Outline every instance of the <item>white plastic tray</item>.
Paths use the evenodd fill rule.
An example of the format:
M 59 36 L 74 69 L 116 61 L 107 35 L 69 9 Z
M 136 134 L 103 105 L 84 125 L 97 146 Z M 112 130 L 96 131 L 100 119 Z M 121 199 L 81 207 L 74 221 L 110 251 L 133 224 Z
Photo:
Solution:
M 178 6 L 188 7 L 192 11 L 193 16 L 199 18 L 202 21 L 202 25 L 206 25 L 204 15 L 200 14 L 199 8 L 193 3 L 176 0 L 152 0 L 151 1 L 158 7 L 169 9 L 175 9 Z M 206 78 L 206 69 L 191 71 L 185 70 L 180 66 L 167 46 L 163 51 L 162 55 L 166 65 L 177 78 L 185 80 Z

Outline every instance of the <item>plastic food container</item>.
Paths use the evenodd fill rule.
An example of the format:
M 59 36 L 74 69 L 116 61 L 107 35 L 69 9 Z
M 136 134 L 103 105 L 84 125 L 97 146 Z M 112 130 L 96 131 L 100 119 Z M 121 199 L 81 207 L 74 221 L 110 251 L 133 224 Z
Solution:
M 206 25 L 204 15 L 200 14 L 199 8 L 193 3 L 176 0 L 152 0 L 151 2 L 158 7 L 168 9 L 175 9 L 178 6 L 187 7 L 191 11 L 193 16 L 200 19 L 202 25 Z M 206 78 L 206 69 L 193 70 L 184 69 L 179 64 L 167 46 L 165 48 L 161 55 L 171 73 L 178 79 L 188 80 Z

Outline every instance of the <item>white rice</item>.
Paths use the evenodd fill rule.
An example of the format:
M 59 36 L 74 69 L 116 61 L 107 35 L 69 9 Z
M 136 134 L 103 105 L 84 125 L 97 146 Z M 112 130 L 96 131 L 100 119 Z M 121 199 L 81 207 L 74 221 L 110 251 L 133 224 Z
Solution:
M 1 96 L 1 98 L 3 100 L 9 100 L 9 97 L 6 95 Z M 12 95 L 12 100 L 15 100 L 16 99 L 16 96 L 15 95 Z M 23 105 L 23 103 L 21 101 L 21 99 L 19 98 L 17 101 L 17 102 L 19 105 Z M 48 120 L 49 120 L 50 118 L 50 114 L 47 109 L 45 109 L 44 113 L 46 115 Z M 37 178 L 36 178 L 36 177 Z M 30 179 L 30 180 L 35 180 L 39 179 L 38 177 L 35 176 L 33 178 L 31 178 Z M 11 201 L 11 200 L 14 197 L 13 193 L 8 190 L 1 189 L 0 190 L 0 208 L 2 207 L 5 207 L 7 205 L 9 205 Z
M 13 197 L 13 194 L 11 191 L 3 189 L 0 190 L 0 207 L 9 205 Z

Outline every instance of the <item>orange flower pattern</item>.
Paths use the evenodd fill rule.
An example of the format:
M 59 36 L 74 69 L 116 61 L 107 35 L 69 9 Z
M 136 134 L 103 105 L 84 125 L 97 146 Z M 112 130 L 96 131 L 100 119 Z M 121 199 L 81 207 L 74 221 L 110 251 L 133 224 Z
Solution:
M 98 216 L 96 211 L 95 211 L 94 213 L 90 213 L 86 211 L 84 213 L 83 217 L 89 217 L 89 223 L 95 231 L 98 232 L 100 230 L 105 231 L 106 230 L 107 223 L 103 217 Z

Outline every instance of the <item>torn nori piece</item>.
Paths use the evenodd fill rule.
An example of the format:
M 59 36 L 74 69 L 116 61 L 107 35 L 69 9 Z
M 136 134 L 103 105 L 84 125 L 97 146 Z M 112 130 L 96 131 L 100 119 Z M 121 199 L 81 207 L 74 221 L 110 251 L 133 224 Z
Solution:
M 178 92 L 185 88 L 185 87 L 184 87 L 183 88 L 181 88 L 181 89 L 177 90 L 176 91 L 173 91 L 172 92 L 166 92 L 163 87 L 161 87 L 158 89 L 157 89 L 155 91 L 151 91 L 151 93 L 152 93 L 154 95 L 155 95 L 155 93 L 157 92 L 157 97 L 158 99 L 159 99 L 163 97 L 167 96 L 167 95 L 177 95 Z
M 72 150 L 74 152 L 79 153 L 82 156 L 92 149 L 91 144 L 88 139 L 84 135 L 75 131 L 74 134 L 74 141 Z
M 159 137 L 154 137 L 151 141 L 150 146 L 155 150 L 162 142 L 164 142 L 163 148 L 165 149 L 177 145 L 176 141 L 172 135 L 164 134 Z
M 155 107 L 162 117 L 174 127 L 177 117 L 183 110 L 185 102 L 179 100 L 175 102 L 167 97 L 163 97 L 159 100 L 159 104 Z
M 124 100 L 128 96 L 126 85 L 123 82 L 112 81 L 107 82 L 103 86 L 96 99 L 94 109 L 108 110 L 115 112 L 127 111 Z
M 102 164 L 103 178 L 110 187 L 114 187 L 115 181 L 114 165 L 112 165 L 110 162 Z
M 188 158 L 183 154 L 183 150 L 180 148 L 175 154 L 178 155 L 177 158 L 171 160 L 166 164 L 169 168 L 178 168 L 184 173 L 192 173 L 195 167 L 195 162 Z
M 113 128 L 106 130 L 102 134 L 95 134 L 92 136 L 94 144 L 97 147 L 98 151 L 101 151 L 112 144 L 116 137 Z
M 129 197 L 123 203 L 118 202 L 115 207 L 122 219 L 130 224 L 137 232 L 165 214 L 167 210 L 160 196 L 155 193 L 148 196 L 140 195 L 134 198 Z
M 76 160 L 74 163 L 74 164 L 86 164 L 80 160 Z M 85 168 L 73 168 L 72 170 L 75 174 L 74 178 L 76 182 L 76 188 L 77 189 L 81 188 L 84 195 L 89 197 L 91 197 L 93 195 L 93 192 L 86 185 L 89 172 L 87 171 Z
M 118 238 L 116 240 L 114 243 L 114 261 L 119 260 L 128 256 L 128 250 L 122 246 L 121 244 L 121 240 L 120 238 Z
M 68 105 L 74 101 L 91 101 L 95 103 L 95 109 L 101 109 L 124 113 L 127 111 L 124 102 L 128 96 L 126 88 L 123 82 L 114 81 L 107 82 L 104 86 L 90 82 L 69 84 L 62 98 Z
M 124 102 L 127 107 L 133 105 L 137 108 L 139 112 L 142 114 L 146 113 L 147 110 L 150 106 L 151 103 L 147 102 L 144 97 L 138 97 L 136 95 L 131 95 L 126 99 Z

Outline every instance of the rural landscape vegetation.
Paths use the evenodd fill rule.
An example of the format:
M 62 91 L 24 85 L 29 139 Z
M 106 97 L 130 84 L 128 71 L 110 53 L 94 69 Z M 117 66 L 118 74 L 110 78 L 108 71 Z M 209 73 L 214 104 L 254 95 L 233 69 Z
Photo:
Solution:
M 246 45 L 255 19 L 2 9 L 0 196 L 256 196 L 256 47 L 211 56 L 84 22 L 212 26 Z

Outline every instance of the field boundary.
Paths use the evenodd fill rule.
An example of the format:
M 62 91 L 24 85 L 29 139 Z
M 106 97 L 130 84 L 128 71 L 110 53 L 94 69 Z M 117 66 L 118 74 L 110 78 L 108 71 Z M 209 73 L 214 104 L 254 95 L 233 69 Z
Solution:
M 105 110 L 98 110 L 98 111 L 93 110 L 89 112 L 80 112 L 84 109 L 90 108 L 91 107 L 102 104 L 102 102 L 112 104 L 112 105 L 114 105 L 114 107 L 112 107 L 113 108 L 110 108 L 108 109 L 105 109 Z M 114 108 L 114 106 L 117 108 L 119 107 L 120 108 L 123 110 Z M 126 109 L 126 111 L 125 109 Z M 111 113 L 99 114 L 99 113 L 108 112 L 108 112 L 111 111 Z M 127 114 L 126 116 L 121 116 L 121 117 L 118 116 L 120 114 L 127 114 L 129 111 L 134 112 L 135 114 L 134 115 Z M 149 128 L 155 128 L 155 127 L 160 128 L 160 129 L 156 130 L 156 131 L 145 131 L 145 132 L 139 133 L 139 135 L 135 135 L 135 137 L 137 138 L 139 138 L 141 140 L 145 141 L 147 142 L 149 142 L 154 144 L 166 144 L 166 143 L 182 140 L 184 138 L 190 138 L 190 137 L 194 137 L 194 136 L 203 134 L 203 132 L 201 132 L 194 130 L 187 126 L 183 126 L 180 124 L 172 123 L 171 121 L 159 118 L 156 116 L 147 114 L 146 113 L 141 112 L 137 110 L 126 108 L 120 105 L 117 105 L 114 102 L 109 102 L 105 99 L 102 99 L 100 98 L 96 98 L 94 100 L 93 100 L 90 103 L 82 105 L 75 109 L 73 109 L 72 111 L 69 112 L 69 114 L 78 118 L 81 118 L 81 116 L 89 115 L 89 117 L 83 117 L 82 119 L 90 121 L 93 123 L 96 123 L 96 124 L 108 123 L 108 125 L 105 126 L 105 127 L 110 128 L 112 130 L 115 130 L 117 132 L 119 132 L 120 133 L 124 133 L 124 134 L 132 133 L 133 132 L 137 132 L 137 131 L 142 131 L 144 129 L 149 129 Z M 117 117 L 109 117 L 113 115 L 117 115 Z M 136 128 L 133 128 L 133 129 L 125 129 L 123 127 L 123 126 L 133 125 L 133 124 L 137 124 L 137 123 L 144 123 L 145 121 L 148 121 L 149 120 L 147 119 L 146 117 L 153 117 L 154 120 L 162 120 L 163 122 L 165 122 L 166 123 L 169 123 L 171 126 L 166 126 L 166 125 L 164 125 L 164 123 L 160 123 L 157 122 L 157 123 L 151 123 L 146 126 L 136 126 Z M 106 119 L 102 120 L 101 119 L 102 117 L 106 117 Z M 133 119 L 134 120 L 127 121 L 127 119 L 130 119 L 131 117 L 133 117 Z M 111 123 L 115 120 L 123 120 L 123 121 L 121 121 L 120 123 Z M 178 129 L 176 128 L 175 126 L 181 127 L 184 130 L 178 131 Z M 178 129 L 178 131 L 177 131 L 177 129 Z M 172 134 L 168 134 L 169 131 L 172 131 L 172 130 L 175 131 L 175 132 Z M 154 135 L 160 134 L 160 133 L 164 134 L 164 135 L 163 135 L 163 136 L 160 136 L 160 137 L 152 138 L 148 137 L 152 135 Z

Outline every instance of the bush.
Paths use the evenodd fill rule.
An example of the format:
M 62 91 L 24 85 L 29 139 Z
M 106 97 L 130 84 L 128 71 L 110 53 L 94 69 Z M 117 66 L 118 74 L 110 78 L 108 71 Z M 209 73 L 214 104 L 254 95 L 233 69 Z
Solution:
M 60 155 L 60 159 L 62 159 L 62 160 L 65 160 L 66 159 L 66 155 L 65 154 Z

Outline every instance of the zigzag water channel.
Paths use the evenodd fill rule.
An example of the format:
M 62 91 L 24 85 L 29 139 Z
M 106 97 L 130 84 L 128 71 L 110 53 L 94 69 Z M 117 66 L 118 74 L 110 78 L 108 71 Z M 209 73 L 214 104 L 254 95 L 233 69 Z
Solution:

+ + +

Your instructions »
Arrange the rows from the line with "Outline every instance of the bush." to the line with "M 60 155 L 60", both included, as a Markdown table with the columns n and Line, leaving out any blank lines.

Full solution »
| n | Line |
|---|---|
| 1 | Outline every instance of the bush. |
| 2 | Paths use the evenodd fill rule. |
| 3 | An example of the format: |
| 4 | M 62 91 L 24 85 L 29 139 Z |
| 5 | M 106 97 L 130 84 L 128 71 L 110 53 L 94 69 Z M 117 66 L 118 74 L 110 78 L 108 71 Z M 209 73 L 214 104 L 254 95 L 233 69 Z |
| 6 | Solution: |
| 7 | M 60 155 L 60 159 L 62 159 L 62 160 L 65 160 L 66 159 L 66 155 L 65 154 Z |